►

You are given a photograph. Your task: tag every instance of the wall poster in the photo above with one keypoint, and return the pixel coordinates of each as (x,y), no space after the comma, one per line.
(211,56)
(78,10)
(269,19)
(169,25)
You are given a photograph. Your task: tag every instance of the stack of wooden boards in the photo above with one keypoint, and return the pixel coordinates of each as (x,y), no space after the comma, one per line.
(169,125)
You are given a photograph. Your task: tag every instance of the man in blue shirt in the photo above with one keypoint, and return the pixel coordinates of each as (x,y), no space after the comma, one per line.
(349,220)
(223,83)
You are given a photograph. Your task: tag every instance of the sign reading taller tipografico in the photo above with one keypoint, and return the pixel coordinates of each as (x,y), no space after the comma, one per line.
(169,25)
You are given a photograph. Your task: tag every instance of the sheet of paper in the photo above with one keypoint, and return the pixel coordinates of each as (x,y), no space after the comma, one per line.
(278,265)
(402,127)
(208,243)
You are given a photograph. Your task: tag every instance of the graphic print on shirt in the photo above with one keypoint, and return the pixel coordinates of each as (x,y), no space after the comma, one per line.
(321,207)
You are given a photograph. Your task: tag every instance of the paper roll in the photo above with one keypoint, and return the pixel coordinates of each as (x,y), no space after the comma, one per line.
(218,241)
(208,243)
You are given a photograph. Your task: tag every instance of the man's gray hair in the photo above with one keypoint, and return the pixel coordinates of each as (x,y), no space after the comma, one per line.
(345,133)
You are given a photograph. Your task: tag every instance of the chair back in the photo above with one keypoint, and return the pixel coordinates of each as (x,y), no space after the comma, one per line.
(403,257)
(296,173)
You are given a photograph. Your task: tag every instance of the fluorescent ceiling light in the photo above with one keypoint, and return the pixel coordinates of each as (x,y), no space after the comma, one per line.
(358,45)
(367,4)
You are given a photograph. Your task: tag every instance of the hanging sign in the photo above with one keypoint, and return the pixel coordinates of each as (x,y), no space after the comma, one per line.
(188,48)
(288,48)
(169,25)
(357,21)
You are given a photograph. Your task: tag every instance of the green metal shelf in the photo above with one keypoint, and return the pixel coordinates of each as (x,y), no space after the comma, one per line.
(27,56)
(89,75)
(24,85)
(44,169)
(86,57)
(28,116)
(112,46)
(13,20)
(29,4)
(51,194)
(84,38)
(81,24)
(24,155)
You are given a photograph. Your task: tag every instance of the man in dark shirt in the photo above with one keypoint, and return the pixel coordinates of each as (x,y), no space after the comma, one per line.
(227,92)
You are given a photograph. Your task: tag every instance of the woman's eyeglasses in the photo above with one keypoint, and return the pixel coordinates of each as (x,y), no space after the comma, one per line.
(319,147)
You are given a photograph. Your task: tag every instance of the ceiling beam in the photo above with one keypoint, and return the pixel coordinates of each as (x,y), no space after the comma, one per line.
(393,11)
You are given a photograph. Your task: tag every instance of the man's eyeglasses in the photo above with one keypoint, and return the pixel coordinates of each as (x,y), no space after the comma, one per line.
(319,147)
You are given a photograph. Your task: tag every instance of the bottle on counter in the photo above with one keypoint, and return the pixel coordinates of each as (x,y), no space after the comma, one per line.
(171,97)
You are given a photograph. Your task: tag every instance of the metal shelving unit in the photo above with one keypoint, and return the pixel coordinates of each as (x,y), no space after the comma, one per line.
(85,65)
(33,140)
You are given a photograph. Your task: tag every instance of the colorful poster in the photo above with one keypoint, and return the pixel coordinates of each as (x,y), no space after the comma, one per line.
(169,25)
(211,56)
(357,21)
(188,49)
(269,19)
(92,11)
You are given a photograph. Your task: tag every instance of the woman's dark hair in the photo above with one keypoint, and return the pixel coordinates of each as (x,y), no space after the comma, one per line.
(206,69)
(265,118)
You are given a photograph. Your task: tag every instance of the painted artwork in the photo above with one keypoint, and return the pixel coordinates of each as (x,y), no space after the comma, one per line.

◄

DIRECTIONS: Turn every line of the listing above into a numbered list, leaving out any blank lines.

TASK ANSWER:
1. You are given a photograph. Your task: tag every instance of the wall poster in the photo above with one keypoint, and return the pixel coordinates of each as (x,y), no space after the comma, one per line.
2. (211,56)
3. (78,10)
4. (269,19)
5. (169,25)
6. You are given a photograph. Your task: tag every instance of the stack of wooden boards in the photo above with one keypoint, and return the pixel coordinates of each as (x,y), no space after the comma, one per line.
7. (169,125)
8. You are given a photograph. Your task: tag every instance of the man in blue shirt in the photo above with one keypoint, and return the pixel coordinates of each as (x,y), no space after the comma, one per line.
9. (349,220)
10. (223,83)
11. You are given a photograph. Your task: tag every instance of the sign reading taller tipografico in the photo above with one keypoint, and return the pixel coordinates of each as (x,y), no space after the comma, one per line.
12. (169,25)
13. You are given a photograph. Your task: tag every instance of the sheet of paper in the photo above with one keypoint, and return the pixel coordinates of each as (x,y), no space after the comma, one per line.
14. (278,265)
15. (402,127)
16. (208,243)
17. You are given a photograph. Your task: tag every instance of the graphic print on shirt in the photo above with one keypoint, and return the pixel coordinates of each as (x,y), no space after the comma, one per line.
18. (321,207)
19. You are given a photograph. Your task: tag every instance of the paper roll in the photo above with one keypoint, and return the pixel coordinates of each as (x,y), no space after the comma, one per line.
20. (218,241)
21. (208,243)
22. You are given a photograph. Your task: tag every instance of the man's gray hair in the photo above with one keypoint, and return the pixel coordinates of each as (x,y), no space after the comma, one per line.
23. (345,133)
24. You are given a photograph. Your task: tag every instance of the chair back in the photo above with one keypoint, and return the pixel coordinates of each as (x,y), no space after the comma, one per line.
25. (403,257)
26. (296,173)
27. You are given a photograph. Your task: tag every instance of the fluorescent ceiling light in the photo above with one keypoint, and return the pixel coordinates of each as (x,y), no space after the comma, one per line.
28. (358,45)
29. (367,4)
30. You are given a photograph. Your task: tag every instance of the hanging sign in the photo above with one keypoint, and return the pixel coordinates of each as (x,y), no space after the comma, one per line.
31. (188,48)
32. (288,48)
33. (169,25)
34. (357,21)
35. You are given a photograph. Your task: tag every instance of the green metal shelf in the photo above with one keypoint, and return the pixel coordinates of each as (x,y), no space after the comma, one per line.
36. (27,56)
37. (89,75)
38. (24,85)
39. (44,169)
40. (86,57)
41. (28,116)
42. (112,46)
43. (13,20)
44. (29,4)
45. (51,194)
46. (84,38)
47. (81,24)
48. (24,155)
49. You are given a photograph. Your task: tag every instance of the man in dark shirt in the photo above with one keypoint, and return the pixel coordinates of each as (x,y), no space after the comma, one per line.
50. (227,92)
51. You are given a photograph. Your task: tag every instance of the woman's eyeglasses in the photo above with one keypoint, and return the pixel coordinates of each as (x,y), no space after the comma, one per line.
52. (319,147)
53. You are given a photograph. Your task: tag every instance of the ceiling beam in the photo above with one keypoint, and return the pixel coordinates of each as (x,y), no space after the comma, one per line.
54. (393,11)
55. You are given a photograph. Your task: tag every instance of the man's eyeglasses in the photo above with one keypoint, and return the pixel coordinates of each as (x,y), no space after the comma, one per line.
56. (319,147)
57. You are given a photograph. Your task: tag every instance of the bottle on counter in the photo above with one keypoint, and return the pixel coordinates of each as (x,y), no space after the comma, one per line.
58. (171,97)
59. You are given a photograph. Your task: tag every instance of the metal shelving unit in the photo above with one keypoint, and return the pixel coordinates of each as (x,y), no space after the comma, one per line.
60. (85,65)
61. (33,140)
62. You are given a photograph. Your task: tag every instance of the colorful poster in the photo above with one keypoint, and return the pixel coordinates of each as (x,y), no space after the comma, one per line.
63. (169,25)
64. (211,56)
65. (357,21)
66. (188,49)
67. (269,19)
68. (92,11)
69. You are given a photograph. Your task: tag every instance of the woman's dark hair in the photo above with one keypoint, and return the pixel coordinates of each as (x,y), no space after the comma, one per line.
70. (206,69)
71. (265,118)
72. You are given a photograph. Your task: tag every instance of the painted artwork in the photo above with one keypoint, and return the pixel coordinates of each as (x,y), no space after the comma, one per line.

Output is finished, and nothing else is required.